[Named-object pointing records]
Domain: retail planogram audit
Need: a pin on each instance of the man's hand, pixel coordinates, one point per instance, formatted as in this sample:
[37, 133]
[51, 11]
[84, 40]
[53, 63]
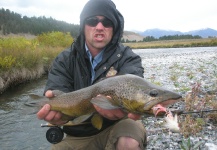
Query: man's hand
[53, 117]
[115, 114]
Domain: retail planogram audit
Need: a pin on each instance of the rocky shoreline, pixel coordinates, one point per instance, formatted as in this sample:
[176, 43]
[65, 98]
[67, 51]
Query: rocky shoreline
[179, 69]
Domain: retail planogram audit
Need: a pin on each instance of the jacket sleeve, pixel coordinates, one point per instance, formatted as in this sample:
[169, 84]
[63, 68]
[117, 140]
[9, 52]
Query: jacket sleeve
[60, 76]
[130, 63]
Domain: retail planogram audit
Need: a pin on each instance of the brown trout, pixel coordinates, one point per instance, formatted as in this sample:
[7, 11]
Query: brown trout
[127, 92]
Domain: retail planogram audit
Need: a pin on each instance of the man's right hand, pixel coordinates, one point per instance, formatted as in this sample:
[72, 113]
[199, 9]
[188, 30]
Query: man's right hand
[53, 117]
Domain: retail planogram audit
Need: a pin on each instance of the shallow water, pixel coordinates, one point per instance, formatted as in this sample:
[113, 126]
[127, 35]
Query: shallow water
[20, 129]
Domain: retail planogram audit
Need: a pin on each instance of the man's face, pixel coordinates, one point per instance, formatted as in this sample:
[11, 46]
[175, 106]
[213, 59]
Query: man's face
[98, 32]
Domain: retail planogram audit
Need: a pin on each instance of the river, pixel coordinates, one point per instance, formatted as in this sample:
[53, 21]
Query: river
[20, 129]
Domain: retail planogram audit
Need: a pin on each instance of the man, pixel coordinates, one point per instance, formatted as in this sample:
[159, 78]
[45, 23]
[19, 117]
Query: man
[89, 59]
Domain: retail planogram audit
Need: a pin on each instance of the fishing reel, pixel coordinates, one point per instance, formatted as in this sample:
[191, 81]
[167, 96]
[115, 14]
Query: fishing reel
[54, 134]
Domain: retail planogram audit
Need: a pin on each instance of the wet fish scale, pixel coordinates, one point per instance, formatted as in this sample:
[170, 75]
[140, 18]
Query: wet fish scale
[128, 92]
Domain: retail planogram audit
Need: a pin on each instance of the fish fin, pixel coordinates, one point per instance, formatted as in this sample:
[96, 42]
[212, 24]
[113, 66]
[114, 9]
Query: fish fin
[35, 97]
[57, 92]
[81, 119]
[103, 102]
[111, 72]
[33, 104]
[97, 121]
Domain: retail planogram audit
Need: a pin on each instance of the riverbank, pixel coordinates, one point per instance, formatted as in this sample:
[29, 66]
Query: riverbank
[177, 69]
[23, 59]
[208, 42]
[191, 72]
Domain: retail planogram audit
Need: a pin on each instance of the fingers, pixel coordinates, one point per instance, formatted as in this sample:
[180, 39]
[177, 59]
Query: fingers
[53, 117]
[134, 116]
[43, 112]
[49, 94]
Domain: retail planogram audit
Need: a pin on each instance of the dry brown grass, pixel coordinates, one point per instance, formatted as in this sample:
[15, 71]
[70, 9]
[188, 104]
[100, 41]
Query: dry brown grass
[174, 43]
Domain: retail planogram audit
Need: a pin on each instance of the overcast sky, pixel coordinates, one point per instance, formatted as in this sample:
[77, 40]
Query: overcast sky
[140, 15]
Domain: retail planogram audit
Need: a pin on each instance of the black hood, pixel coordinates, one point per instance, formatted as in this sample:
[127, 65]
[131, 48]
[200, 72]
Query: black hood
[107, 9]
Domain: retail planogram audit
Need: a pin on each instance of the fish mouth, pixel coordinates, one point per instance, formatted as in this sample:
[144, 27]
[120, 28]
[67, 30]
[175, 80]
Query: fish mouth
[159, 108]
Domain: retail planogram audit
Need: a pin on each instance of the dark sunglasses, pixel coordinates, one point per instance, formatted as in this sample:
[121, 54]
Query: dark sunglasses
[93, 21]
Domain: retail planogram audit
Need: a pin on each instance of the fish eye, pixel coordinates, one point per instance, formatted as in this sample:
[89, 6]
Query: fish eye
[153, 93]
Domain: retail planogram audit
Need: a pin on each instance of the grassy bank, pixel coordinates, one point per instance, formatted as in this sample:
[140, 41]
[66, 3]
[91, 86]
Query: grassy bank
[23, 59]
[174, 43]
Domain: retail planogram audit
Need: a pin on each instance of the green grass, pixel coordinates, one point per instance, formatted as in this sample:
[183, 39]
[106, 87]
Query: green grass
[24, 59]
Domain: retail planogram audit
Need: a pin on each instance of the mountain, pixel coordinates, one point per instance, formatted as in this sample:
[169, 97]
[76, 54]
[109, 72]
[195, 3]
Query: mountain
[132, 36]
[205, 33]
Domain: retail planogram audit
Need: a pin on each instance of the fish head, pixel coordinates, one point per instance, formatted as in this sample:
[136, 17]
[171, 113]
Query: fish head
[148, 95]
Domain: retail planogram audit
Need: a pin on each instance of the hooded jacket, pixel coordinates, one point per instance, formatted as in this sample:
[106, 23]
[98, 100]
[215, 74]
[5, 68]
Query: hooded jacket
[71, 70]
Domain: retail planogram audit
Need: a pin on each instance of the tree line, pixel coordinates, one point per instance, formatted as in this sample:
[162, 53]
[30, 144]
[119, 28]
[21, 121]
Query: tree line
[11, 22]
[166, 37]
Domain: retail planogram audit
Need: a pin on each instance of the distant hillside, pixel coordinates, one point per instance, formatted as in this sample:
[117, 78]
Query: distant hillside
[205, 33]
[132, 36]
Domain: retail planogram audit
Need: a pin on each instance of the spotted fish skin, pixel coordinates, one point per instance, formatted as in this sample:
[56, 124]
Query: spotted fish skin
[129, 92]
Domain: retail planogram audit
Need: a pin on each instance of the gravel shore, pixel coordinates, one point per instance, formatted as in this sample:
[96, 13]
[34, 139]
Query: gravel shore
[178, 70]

---

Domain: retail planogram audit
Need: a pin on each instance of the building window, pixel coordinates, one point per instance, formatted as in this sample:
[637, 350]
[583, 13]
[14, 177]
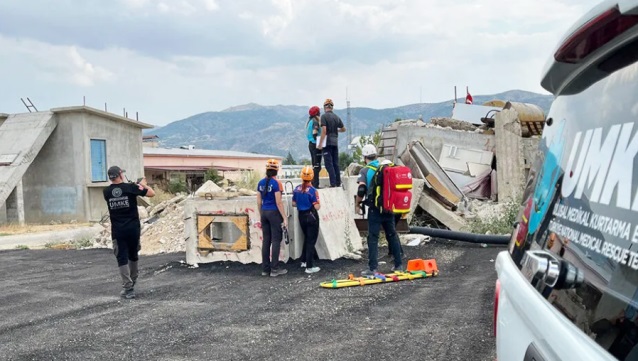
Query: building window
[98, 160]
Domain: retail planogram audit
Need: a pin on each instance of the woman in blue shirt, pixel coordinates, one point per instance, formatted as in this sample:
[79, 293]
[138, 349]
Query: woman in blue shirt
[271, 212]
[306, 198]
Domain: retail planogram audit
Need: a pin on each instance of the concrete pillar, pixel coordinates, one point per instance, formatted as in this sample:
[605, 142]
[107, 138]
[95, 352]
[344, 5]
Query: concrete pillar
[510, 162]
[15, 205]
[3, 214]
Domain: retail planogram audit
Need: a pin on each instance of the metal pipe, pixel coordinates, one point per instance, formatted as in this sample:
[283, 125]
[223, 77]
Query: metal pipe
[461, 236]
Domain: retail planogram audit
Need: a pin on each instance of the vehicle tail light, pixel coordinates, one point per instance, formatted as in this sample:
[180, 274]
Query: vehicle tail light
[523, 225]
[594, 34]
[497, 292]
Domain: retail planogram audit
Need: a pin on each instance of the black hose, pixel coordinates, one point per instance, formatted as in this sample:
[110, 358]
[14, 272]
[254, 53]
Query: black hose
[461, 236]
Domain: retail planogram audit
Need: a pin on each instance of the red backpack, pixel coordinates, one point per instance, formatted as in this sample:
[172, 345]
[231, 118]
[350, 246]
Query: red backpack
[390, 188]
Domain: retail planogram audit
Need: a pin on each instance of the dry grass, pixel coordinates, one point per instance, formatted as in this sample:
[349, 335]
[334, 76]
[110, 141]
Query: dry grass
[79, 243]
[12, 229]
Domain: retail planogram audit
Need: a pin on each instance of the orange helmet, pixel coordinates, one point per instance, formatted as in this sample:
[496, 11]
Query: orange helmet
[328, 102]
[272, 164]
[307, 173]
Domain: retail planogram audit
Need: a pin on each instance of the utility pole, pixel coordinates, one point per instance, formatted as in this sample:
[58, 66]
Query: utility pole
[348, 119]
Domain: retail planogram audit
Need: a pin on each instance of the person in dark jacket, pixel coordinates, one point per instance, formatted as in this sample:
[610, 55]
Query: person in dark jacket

...

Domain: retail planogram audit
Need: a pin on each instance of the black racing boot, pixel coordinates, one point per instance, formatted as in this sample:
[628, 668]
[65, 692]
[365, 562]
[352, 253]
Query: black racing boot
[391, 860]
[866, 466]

■ **WHAT YOU SHOULD DO**
Please return each line of the records that contains the string "dark". Case matters.

■ **ANSWER TO THIS EXERCISE**
Need: a pin on each instance of the dark sunglasses, pixel coordinates, one point per instance, formatted as in this sample:
Query: dark sunglasses
Need: a pin on each instance of the person in dark jacket, pixel coordinates, one point per instance, formatted as in this sample:
Query: person in dark jacket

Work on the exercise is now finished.